# start of Text passage
Simmons’s book was successful because it was written from actual experience in a New England kitchen using ingredients that were commonly available. It included recipes for johnnycakes and flapjacks using cornmeal, for pies made with such New World vegetables as pumpkins and squash, and for gingerbread made with molasses, a syrupy sweetener ubiquitous in New England country stores and less costly than refined sugar. None of these foods were known in Old England, but all had become standard fare for New Englanders. However, not all of Mrs. Simmons’s recipes originated in a New England kitchen. Some are very similar to those in Carter’s Frugal Housewife, suggesting that she used it and borrowed a few recipes.
Carter’s Frugal Housewife, Rundell’s Domestic Cookery, and Simmons’s American Cookery were all available in various editions when Mrs. Child began to write, although she seems to have been unaware of Susannah Carter’s book when she titled her own work The Frugal Housewife. In her second edition she noted that it became necessary to change the title
to include the word American because there is an English work of the same name, not adapted to the wants of this country.
What Americans wanted, Mrs. Child wrote, was information . . . of a common kind . . . such as the majority of young housekeepers do not possess and such as they cannot obtain from cookery books.
It was designed to appeal to women who, like herself, had to stretch limited resources into an appearance of elegance and plenty. Close to one-third of the book consisted of down-to-earth advice about running a household—keeping things clean, curing simple ailments, purchasing economically, and raising children. A true daughter of New England, she opposed allowing children to romp away
all their time at play; even off the farm they could be given simple household chores that would teach them useful skills as well as discipline and self-control.
At the center of the book was a wide range of down-to-earth recipes, grouped under the headings Common Cooking,
Vegetables,
Herbs,
Puddings,
Common Pies,
Common Cakes,
Bread, Yeast, &c.
and Preserves, &c.
The Old Sturbridge Village Cookbook follows this original order, while adding a separate section on Soups
which brings these recipes together.
# end of Text passage
**Directive 1:**
Output the text on early American cookbooks word for word between "What Americans wanted, Mrs." and "discipline and self-control.", inclusive.
**Directive 2:**
In the records, give only the lines between the ones holding "horse with white" and "M 46 232 L 63", inclusive, switching "blaze" to "star" and leaving everything else unchanged.
# start of Provided entries
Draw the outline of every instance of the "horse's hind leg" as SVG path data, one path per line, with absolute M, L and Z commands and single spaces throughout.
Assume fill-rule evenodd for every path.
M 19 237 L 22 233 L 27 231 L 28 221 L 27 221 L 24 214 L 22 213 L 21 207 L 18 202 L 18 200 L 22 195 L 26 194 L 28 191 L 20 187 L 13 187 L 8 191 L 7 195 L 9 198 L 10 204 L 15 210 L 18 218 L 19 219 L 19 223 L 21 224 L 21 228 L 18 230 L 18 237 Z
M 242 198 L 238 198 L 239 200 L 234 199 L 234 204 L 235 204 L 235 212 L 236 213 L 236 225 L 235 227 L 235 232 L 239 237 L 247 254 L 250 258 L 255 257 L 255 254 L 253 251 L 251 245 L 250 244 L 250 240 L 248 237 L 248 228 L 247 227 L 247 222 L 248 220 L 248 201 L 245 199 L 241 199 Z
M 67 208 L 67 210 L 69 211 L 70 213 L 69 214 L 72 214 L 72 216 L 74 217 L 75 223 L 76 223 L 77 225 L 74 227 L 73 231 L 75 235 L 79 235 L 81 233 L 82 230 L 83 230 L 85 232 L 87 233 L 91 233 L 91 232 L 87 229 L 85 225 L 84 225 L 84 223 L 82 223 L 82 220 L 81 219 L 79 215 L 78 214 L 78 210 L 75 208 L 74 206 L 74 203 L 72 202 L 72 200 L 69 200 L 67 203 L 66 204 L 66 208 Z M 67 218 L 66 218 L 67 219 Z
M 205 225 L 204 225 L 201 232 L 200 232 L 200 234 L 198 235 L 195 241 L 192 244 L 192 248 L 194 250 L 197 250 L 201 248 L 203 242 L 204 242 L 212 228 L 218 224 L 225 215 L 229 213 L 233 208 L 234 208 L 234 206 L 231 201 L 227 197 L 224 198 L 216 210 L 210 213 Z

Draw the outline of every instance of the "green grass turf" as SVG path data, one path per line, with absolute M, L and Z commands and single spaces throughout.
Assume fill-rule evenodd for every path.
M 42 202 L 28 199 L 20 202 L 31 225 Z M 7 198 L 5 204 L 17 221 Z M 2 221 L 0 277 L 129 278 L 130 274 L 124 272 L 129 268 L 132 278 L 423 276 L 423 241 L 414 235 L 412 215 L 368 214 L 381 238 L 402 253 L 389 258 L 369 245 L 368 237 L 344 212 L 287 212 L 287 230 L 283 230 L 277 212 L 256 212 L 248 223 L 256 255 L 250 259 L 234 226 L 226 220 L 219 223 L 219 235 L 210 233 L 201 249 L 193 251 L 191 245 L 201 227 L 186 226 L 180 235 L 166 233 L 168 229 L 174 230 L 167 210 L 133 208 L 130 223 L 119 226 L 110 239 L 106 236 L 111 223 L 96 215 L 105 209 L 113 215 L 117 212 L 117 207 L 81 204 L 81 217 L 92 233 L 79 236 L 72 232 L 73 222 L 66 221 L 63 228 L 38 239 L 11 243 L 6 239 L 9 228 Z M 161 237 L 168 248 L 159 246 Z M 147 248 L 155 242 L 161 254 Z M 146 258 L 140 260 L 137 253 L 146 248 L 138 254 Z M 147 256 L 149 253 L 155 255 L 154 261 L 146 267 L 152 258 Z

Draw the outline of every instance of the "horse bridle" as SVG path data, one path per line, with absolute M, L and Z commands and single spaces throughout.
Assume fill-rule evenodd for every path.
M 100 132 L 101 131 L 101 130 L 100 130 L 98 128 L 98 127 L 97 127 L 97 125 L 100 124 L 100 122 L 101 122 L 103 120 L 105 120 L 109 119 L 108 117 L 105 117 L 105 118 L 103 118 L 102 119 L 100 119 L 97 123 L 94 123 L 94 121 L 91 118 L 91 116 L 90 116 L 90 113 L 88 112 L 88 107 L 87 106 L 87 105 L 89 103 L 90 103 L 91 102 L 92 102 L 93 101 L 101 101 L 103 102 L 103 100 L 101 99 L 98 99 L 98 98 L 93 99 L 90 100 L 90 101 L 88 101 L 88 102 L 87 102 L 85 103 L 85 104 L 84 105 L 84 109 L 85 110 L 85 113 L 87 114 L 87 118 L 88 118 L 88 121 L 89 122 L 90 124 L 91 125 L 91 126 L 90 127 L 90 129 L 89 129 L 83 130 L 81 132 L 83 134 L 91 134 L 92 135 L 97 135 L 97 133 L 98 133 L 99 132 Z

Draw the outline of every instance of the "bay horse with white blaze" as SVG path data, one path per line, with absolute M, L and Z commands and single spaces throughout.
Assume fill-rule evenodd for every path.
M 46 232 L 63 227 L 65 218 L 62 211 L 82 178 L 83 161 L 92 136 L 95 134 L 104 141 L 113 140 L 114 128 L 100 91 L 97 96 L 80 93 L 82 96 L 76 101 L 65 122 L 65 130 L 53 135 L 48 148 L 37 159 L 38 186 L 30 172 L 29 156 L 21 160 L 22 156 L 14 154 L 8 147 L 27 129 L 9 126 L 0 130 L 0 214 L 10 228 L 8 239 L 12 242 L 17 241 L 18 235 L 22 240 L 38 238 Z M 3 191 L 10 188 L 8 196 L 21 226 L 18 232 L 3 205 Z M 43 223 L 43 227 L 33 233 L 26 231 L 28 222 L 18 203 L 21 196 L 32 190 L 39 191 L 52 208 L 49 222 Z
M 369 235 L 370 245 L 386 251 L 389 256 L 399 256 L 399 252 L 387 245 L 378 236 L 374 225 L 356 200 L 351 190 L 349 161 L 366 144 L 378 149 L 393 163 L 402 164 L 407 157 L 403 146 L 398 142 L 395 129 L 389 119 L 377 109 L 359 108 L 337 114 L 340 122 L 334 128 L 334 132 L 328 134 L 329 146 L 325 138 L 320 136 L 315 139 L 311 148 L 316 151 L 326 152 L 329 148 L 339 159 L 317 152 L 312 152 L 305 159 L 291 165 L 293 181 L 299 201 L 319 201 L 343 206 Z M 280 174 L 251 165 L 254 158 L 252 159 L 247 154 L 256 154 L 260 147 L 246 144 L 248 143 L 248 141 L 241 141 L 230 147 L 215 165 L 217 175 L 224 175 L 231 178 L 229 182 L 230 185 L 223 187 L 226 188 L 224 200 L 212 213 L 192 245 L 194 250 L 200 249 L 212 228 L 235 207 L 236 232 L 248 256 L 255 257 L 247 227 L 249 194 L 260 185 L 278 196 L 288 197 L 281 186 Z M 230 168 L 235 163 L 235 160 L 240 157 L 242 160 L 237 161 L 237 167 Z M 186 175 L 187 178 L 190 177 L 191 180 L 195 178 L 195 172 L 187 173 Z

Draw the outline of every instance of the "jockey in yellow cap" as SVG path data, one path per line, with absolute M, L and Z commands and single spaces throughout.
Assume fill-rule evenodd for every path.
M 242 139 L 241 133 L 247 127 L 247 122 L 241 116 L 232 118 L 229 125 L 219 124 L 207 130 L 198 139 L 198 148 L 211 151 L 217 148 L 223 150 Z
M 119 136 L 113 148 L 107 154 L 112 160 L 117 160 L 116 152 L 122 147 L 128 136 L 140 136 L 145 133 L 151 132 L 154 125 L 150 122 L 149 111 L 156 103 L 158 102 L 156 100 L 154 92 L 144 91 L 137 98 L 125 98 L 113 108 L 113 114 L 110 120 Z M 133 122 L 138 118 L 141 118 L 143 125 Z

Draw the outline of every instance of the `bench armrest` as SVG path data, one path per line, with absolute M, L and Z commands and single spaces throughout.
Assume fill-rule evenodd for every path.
# end of Provided entries
**Task answer 1:**
What Americans wanted, Mrs. Child wrote, was information . . . of a common kind . . . such as the majority of young housekeepers do not possess and such as they cannot obtain from cookery books.
It was designed to appeal to women who, like herself, had to stretch limited resources into an appearance of elegance and plenty. Close to one-third of the book consisted of down-to-earth advice about running a household—keeping things clean, curing simple ailments, purchasing economically, and raising children. A true daughter of New England, she opposed allowing children to romp away
all their time at play; even off the farm they could be given simple household chores that would teach them useful skills as well as discipline and self-control.

**Task answer 2:**
Draw the outline of every instance of the "bay horse with white star" as SVG path data, one path per line, with absolute M, L and Z commands and single spaces throughout.
Assume fill-rule evenodd for every path.
M 46 232 L 63 227 L 65 218 L 62 211 L 82 178 L 83 161 L 92 136 L 95 134 L 104 141 L 113 140 L 114 128 L 100 91 L 97 96 L 80 93 L 82 96 L 76 101 L 65 122 L 65 130 L 53 135 L 48 148 L 37 159 L 38 186 L 30 172 L 29 156 L 21 160 L 22 156 L 14 154 L 8 147 L 27 129 L 9 126 L 0 130 L 0 214 L 10 228 L 8 239 L 12 242 L 17 241 L 18 235 L 22 240 L 38 238 Z M 3 191 L 10 188 L 8 196 L 21 226 L 18 232 L 3 205 Z M 43 223 L 43 227 L 33 233 L 26 231 L 28 222 L 18 203 L 21 196 L 32 190 L 39 191 L 52 208 L 49 222 Z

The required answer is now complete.